#### Excerpt provided:
--------

Published on March 14, 2021
Rating 3 /5
The Russo brothers and Tom Holland both attempt to distance themselves from the Marvel Cinematic Universe by pursuing a much different film for their careers. Holland plays a troubled young man trying to deal with both PTSD and addiction amid a crumbling American landscape. The Russos stage such an epic with the slickness of a crime thriller and the operatics of a classic tragedy. The results are a mixed bag of coming-of-age critique on America’s drug problems facing a generation that feels they’re doomed.
Holland’s portrayal of the titular Cherry is at least one of his finer performances that distances him from the gee-whiz teen he’s played before. In this film, he plays a disillusioned guy who seems to only find the right words in his narration. He lives among other slackers that can hardly hold down jobs in the uncertain times of the 2000s. Nothing appeals to him more than finding the best drugs and trying to feel something more than the crushing inconsistencies of employment.
The only person who pulls him out of his haze is Emily (Ciara Bravo), the one girl who seems to shine most brightly even when Cherry is tripping on ecstasy. He wants her in his life and believes the only future that can be had with such a woman is if he can find some stable path. Seeking an exit out from the drug lifestyle, Cherry enlists in the Army as a medic. Though Cherry commits himself, he finds little hope from both boot camp and the battlefield. He still faces a life of answering to losers who boss him around and peers that are little more than fodder for the current war.
But the story doesn’t end there. Cherry returns home to find himself crippled with PTSD and facing harsh economic times. Having married Emily, their relationship strains into them becoming junkies, living on drugs just to find a reason to get up in the morning. More drugs lead to dwindling funds. Dwindling funds lead to robbery. And you can probably guess the dark turn the film takes from there.
This is such a frustrating film for its many conflicting elements. The crowning achievement of the picture is undoubtedly Tom Holland’s performance that showcases a more complete range than previous films. He’s given a tall order to fulfill that is reflective of the long and winding journey akin to Tom Cruise’s role in Born on the Fourth of July. Ciara Bravo also gets her moments of great rage and frustration as she makes her aggravation known in a handful of strong moments.
The direction, however, is a messier ordeal. The film has been split into chapters and each one almost feels like a different movie. Cherry's post-war lifestyle is treated with the smooth and jumpy editing of a Scorcese picture the way Holland narrates and scenes are established. When Cherry marches off to be a medic, the film is treated with a grittier and bolder take, where typography splashes the screen and the camera gets shaky. By the time the film reaches the PTSD arc, a more somber and melancholic approach is favored that likens to Requiem for a Dream.
With such wild fluctuation in styles, a greater message feels lost. There’s clearly an angry appeal for how we treat those with PTSD, coming home from the war to face a world that has discarded them. A film of that caliber should make the audience feel a mixture of both angers at the system and tears for those who continually find themselves facing a hopeless future. It’s hard to feel that sense of engagement when a film such as this bounces all over the place, never settling on any one style. Maybe that’s the point to showcase how chaotic life of drugs and military service can appear, where morality evaporates amid struggles. But trying to communicate such a dense topic within the framing of an epic requires a bit more grounding to fully take in, lest the film is more than just a wild ride of man’s descent into addiction and robbery.
Cherry bites off far more than it can chew and hardly finishes what it starts. For how long the film proceeds for 140 minutes, it meanders to such a degree that becomes maddening in how it loses focus. Cherry’s narration becomes so personally focused on the details of the uncomfortable that it’s easy to forget the pains of war and drugs, reducing the problem to seeming so towering there’s little that can be done about such a problem. This is a film that spends more time being meditative of despair than questioning the problem before a drug-trip filter or popping typography occupies the screen.
Mark has been a professional film critic for over five years and a film lover all his life.

--------

#### Extracted material:
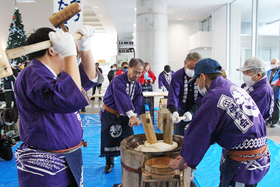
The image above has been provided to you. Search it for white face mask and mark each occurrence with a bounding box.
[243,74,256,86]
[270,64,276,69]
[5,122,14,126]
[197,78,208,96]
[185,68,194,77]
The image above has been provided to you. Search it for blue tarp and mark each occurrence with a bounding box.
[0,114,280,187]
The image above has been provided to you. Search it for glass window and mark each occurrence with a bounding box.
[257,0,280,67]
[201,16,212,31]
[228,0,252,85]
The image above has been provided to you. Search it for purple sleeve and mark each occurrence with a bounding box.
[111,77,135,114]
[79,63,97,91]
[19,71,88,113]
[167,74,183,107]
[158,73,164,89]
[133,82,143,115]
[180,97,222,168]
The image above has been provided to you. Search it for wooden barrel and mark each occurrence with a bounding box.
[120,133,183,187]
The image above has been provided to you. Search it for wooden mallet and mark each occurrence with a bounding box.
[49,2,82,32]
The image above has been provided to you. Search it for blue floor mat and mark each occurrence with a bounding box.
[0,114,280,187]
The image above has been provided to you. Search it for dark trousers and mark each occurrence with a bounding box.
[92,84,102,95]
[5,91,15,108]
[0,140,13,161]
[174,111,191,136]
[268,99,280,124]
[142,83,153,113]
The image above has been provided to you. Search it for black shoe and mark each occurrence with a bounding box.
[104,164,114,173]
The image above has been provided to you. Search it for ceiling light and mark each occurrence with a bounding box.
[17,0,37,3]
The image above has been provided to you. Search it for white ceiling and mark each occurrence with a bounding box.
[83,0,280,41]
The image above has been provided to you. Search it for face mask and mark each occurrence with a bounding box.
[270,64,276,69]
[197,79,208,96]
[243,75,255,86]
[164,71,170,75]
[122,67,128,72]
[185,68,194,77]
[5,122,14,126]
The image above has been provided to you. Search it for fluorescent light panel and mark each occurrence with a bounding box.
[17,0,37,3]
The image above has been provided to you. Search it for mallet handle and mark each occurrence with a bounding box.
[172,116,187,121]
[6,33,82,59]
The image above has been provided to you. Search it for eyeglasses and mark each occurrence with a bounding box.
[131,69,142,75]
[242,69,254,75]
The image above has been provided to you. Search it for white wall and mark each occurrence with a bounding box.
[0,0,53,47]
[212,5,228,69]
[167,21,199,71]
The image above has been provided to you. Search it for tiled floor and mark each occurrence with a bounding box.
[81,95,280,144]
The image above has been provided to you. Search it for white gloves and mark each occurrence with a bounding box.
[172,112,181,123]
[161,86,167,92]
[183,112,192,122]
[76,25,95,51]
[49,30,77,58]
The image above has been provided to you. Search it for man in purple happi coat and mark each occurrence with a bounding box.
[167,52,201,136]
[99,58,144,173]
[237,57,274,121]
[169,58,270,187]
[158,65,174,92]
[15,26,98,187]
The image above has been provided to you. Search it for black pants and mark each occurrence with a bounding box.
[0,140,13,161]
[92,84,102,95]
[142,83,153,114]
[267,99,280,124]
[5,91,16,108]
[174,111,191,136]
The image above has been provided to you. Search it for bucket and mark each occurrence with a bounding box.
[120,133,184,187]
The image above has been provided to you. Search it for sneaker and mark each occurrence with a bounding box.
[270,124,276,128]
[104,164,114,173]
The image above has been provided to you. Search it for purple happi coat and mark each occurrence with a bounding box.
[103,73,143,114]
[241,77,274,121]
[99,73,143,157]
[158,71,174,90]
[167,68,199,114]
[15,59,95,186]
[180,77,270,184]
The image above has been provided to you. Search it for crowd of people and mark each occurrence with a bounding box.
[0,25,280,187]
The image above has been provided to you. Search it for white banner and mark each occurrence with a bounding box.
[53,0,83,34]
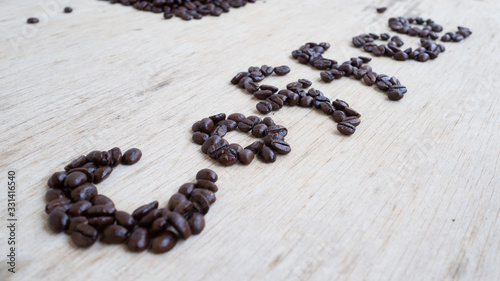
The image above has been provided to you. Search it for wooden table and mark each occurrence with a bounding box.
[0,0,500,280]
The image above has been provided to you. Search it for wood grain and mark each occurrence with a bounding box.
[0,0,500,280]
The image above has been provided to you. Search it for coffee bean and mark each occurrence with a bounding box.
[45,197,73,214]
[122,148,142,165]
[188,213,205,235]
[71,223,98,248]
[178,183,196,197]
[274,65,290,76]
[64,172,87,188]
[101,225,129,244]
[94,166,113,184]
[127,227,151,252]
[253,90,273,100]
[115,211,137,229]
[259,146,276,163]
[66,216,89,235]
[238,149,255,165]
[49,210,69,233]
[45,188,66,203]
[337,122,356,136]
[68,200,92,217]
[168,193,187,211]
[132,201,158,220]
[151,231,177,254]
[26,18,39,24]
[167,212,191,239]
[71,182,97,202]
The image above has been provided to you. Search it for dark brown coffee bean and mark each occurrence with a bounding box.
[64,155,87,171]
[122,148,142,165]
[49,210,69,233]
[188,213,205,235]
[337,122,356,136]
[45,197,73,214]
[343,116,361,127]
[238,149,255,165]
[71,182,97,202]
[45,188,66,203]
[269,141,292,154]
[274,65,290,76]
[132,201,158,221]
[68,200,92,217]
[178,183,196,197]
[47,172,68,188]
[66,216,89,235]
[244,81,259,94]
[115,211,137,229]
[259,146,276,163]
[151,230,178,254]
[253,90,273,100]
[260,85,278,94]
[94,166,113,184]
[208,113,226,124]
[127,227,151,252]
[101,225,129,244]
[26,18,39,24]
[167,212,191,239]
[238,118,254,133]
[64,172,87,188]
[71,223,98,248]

--------

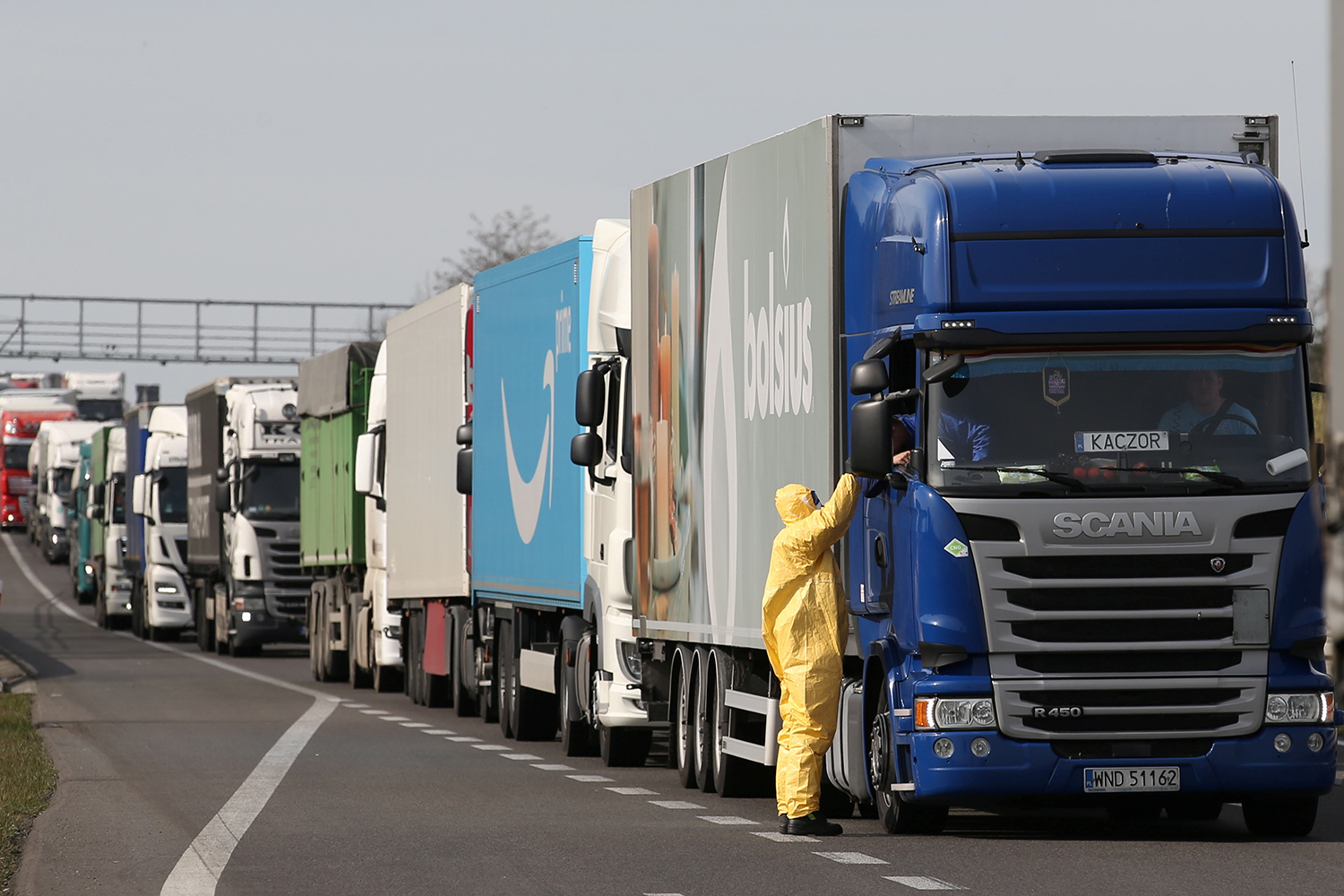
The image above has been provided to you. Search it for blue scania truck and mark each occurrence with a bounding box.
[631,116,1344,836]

--------

#### Work to complete:
• 1. According to the Cherry review, how long does the film run?
• 2. Retype the passage of the Cherry review starting at "Cherry bites off" and ending at "all his life.".
The rows are unrelated to the Cherry review.

#### List of answers:
• 1. 140 minutes.

• 2.
Cherry bites off far more than it can chew and hardly finishes what it starts. For how long the film proceeds for 140 minutes, it meanders to such a degree that becomes maddening in how it loses focus. Cherry’s narration becomes so personally focused on the details of the uncomfortable that it’s easy to forget the pains of war and drugs, reducing the problem to seeming so towering there’s little that can be done about such a problem. This is a film that spends more time being meditative of despair than questioning the problem before a drug-trip filter or popping typography occupies the screen.
Mark has been a professional film critic for over five years and a film lover all his life.